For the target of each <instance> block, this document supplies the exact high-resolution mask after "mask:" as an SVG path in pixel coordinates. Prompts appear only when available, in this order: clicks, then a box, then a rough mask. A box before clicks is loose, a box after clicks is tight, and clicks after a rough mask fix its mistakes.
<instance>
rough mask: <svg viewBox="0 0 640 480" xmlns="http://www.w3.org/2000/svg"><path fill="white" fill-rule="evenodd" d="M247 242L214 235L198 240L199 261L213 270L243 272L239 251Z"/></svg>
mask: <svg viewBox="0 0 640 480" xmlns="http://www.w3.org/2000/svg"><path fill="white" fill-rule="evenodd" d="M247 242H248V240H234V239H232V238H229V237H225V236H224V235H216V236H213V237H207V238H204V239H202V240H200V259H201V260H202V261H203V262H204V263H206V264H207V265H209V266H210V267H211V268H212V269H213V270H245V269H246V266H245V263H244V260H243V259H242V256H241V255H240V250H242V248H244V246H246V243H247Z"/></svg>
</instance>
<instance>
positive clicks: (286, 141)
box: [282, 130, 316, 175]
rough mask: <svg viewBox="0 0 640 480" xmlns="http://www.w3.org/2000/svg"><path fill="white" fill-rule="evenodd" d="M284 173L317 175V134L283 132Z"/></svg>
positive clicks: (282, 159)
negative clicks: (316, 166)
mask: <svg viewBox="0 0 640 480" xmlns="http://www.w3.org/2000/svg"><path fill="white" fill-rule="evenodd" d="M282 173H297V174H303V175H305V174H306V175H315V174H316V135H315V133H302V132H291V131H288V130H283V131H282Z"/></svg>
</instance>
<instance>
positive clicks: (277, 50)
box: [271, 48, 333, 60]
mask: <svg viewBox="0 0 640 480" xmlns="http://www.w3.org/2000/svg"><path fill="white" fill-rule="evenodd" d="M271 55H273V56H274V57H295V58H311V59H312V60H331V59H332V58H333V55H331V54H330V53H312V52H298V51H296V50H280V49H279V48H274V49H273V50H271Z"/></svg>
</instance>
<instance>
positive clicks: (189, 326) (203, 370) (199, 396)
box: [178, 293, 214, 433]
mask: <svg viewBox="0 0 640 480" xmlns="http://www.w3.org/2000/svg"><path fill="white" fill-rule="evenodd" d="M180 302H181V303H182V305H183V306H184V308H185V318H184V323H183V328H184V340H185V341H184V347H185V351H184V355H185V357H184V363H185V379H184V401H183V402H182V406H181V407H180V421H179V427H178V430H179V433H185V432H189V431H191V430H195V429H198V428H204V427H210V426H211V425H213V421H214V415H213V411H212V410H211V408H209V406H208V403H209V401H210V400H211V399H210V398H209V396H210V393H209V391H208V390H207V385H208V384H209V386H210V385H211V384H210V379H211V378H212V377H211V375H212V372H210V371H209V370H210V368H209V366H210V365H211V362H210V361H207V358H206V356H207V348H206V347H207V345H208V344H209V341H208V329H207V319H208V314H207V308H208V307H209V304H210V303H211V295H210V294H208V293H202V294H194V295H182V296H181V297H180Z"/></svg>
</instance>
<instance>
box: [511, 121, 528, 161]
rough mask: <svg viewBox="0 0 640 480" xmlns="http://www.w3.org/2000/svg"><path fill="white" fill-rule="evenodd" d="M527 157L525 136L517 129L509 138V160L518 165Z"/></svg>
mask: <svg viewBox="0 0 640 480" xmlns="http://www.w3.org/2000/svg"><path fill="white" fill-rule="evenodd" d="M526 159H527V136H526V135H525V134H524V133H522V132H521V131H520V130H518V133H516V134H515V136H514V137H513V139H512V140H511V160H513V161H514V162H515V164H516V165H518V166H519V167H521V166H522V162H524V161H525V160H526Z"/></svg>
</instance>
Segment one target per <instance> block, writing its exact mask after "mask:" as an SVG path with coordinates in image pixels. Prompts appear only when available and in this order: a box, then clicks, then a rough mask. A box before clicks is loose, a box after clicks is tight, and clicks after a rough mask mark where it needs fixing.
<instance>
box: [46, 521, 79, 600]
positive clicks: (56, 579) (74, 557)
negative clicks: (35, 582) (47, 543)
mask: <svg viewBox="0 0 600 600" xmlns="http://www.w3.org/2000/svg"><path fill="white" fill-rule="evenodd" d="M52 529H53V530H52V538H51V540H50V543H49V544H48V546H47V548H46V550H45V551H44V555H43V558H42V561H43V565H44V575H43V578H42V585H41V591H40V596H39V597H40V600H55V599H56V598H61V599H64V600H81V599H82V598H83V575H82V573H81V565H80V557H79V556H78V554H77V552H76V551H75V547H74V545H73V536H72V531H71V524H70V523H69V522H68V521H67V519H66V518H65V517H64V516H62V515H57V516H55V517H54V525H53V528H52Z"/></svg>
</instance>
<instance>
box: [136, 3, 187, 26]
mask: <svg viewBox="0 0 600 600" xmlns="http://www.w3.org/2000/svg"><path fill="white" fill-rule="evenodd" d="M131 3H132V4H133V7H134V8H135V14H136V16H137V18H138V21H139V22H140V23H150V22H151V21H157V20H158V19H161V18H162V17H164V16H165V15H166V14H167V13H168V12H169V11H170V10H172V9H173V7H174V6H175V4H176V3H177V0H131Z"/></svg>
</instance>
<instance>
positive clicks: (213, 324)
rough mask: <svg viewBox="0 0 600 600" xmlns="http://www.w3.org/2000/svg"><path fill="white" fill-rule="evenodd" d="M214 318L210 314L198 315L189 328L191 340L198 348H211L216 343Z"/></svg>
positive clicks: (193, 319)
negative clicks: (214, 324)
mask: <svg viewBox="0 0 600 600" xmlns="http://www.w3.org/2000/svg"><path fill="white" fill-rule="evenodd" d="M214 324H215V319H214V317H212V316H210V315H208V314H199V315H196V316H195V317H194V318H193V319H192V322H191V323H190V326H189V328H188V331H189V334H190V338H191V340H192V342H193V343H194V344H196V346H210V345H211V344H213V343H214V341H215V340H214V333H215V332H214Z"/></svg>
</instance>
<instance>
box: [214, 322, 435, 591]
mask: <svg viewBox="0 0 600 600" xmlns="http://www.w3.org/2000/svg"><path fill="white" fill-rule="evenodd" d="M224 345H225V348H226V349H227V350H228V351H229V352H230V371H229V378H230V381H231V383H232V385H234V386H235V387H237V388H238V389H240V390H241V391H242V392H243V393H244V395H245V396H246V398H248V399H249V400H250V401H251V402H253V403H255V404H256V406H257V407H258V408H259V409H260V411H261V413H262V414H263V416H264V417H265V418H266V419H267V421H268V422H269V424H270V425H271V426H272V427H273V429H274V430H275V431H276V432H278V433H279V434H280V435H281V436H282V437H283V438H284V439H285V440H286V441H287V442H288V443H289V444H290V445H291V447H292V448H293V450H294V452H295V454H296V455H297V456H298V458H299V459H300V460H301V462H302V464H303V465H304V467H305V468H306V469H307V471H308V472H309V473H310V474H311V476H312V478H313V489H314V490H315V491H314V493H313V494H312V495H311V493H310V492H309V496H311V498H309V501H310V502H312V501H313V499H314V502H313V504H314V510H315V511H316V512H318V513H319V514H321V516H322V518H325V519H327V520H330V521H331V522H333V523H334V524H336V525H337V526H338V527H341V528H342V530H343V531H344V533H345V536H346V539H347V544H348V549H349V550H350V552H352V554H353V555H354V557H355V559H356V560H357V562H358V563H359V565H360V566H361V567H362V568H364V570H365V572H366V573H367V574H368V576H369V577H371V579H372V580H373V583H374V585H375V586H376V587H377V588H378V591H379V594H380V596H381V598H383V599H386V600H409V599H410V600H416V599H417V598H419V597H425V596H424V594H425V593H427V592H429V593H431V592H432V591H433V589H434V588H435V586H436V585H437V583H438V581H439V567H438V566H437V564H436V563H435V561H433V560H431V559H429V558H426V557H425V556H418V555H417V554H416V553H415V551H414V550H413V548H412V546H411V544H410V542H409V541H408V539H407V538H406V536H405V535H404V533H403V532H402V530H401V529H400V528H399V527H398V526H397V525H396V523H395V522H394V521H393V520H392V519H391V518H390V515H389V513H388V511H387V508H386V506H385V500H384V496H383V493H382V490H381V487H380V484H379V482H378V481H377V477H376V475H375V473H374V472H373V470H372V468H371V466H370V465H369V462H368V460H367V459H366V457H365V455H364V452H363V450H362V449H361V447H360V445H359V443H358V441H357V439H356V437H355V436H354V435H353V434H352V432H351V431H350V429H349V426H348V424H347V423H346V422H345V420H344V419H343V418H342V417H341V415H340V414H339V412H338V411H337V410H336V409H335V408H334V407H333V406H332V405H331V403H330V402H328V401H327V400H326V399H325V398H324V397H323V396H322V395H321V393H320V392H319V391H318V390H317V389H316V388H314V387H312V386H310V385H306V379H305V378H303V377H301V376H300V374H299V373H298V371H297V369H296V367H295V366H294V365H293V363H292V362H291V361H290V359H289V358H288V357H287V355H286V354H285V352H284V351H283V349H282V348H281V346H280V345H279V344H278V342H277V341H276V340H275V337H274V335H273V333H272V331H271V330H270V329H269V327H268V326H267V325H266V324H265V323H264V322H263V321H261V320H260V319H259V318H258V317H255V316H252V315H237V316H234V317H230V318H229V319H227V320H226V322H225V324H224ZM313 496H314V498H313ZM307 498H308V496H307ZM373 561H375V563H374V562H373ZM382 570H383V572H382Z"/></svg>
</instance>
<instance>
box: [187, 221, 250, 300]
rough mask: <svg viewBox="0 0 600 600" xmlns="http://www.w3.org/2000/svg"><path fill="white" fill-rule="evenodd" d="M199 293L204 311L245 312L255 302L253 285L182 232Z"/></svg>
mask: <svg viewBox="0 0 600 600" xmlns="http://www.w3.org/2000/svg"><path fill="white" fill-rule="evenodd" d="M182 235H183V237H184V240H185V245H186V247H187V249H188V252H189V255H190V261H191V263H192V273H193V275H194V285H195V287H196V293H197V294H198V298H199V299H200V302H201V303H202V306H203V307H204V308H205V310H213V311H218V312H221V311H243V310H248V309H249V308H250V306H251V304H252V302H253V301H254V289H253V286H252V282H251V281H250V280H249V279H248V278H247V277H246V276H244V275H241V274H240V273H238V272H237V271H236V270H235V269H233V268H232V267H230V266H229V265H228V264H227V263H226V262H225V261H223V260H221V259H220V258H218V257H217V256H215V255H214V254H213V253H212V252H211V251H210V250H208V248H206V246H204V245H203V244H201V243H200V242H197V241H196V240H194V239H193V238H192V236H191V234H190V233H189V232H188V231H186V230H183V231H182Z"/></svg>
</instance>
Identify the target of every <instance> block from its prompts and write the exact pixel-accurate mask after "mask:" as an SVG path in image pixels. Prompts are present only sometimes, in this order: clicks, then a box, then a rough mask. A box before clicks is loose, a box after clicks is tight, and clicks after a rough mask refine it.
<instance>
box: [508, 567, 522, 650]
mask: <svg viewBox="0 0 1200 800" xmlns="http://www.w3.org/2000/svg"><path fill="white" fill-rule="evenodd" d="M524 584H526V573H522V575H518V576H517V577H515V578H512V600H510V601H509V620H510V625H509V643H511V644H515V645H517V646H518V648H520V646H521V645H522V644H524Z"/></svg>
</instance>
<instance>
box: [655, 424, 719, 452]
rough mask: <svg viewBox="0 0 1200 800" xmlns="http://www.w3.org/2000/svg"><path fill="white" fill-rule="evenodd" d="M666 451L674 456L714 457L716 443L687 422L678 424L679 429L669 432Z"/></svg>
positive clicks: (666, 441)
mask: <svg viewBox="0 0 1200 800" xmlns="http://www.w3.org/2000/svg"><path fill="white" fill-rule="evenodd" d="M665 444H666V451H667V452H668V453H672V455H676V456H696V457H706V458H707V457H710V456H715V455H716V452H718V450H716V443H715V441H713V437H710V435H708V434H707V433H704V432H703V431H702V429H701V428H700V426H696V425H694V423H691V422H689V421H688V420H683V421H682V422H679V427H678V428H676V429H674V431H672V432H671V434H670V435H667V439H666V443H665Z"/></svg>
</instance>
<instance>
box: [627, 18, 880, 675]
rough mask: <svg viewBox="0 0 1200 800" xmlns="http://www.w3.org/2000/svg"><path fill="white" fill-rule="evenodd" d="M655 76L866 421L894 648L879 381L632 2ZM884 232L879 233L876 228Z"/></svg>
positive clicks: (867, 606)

# TASK PROMPT:
Which lines in the items above contain the string "positive"? Copy out each one.

# WORKED SOLUTION:
positive clicks: (286, 141)
positive clicks: (282, 159)
positive clicks: (277, 50)
positive clicks: (189, 326) (203, 370) (199, 396)
positive clicks: (56, 579) (74, 557)
positive clicks: (213, 324)
positive clicks: (193, 319)
positive clicks: (666, 441)
positive clicks: (867, 606)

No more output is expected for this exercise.